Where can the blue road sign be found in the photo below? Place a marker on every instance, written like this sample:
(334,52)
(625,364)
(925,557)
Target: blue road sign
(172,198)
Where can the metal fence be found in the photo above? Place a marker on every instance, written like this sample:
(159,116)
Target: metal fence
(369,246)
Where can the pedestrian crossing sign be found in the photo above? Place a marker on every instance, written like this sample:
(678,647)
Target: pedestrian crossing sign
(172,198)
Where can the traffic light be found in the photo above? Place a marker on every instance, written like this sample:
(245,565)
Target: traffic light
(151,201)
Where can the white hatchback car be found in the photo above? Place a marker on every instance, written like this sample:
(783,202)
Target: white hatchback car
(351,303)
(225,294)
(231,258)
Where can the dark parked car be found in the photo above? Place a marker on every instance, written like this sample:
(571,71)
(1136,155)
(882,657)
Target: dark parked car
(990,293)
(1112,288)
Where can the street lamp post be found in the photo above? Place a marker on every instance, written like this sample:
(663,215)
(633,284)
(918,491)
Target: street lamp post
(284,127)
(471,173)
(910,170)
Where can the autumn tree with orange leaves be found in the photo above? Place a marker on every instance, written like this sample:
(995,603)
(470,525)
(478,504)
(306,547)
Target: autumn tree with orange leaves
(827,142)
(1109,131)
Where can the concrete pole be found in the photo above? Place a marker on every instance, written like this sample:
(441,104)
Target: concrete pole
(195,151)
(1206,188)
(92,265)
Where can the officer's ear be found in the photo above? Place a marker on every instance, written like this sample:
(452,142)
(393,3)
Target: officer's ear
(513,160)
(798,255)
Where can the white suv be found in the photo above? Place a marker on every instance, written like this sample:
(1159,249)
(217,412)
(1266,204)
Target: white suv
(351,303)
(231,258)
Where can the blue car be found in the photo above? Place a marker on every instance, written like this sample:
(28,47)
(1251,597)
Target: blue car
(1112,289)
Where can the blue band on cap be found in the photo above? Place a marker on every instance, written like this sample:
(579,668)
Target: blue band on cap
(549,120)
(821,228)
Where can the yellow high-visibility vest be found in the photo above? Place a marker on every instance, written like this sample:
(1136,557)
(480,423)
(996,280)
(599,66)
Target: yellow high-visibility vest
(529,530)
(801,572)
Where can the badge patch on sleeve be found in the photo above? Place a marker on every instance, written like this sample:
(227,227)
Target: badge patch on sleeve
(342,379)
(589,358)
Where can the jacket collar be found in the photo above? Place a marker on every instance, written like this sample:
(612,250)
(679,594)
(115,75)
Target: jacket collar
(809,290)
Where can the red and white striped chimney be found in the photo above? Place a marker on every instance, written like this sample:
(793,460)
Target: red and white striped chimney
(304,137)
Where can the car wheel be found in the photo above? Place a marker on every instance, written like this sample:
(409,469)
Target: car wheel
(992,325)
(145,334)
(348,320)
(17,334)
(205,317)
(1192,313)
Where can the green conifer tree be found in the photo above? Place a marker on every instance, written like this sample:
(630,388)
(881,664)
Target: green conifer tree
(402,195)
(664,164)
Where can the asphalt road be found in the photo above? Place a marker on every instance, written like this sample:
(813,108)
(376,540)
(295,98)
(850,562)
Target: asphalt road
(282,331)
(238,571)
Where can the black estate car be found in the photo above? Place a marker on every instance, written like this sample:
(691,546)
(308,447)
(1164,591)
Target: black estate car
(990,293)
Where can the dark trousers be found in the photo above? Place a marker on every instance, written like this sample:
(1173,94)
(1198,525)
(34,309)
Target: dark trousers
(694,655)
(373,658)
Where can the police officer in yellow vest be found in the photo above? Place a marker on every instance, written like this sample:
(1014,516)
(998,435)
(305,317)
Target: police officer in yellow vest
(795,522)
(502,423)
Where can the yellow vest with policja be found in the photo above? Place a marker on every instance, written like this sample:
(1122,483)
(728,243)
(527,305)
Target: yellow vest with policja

════════

• [Goal]: Copy all of the entries above word for word, keeping every line as it is.

• [The completed task]:
Where can the blue road sign be found in the photo below? Place a marker on every instance, written like this sample:
(334,52)
(625,364)
(925,557)
Target: blue road sign
(172,198)
Where can the metal fence be found in the photo above? Place a marker on every instance, written like this sample:
(159,116)
Target: metal fence
(369,246)
Where can the pedestrian crossing sign be found in the photo above? Place a marker on every instance, written like this sample:
(678,647)
Target: pedestrian crossing sign
(172,198)
Where can the traffic light be found in the photo above? Place a marker on every instance, written like this sample:
(245,565)
Target: traffic light
(151,201)
Where can the white hatchback car be found in the photo above? Place a marker on every instance, written like this sample:
(783,202)
Target: white hatchback car
(351,303)
(225,294)
(231,258)
Where can the dark parked car be found in the photo above? Place a marker on every instance, written like this sample:
(571,71)
(1136,155)
(882,657)
Target: dark parked car
(990,293)
(1112,288)
Where can the street lamp post be found in the photo above? Place a marker on every instance, written like this sample:
(663,215)
(633,284)
(918,491)
Target: street lamp post
(284,127)
(471,173)
(910,170)
Where can the autumn tree with orange leaves be found in the photo above? Place a marker on every instance, written like this sample:
(995,603)
(470,525)
(478,504)
(306,547)
Target: autumn tree with orange leaves
(827,142)
(1109,131)
Where can the concrete pole be found in the photo above? Place a marker on every instance, written like this sample:
(441,104)
Target: concrete pole
(195,151)
(1206,188)
(92,265)
Where can the officer's ear be found in the photo above? Place a marker on every instance, written like this sample:
(452,142)
(393,3)
Target: officer's ear
(513,160)
(798,255)
Where can the white suv be found in the photo above? Place a marker on every instance, written like this sample:
(1159,249)
(217,412)
(1266,204)
Target: white suv
(351,303)
(231,258)
Where can the blue car be found in the photo above? Place a marker on every instance, written like this sample:
(28,47)
(1251,597)
Target: blue car
(1112,289)
Where can the blue band on cap be found in the photo above? Place a marker on every instance, written like this sample:
(579,668)
Target: blue band on cap
(549,120)
(821,228)
Where can the yellow high-visibility vest be found in the photo above? Place a marker on every instance, written like this sample:
(1136,557)
(480,423)
(996,280)
(599,66)
Target: yellow high-visibility vest
(529,530)
(801,572)
Where can the badge patch on sleeve be found in the photo above? Place a marker on every instance, written like this sample:
(227,227)
Target: badge patch on sleeve
(342,379)
(589,358)
Where can the jacket collar be found in the photo above? Place a marker on every instance, written like this sample:
(612,250)
(679,594)
(115,75)
Target: jacket collar
(809,290)
Where can the red and white striped chimney be found in the photo above? Place a marker on every instance, written like this sample:
(793,460)
Target: red and white striped chimney
(304,137)
Where can the car wheel be found in the photo above? Place a marker on every instance, written like this sample:
(409,469)
Target: car wheel
(992,325)
(145,334)
(348,320)
(17,334)
(205,317)
(1192,313)
Where can the green conifer tree be found in the photo above? Place a marker on every instance, written like this sample:
(630,388)
(881,664)
Target: green conifer tree
(402,195)
(664,164)
Where can the asphalt road be found in the photo above? Place a marker on every instance, written like this sample:
(813,108)
(376,540)
(295,98)
(850,562)
Target: asphalt road
(282,331)
(238,571)
Where can the black estate car be found in the photo above? Place a marker on every instance, written like this sample:
(691,546)
(308,447)
(1164,591)
Target: black estate car
(990,293)
Where can the dark trousers be found in the photo above? Place a marker on every instance, written like this sample:
(1173,94)
(1198,525)
(34,309)
Target: dark trousers
(694,655)
(373,658)
Where can the police officer in yellow vest be found in the photo above? Place a marker on every instance, written like this sample:
(1014,516)
(998,435)
(305,317)
Target: police officer in yellow vest
(795,522)
(502,423)
Where can the yellow vest with policja be found in the photo above? Place a marker on every instance, written like this sample:
(1122,483)
(728,243)
(527,305)
Target: yellow vest with policja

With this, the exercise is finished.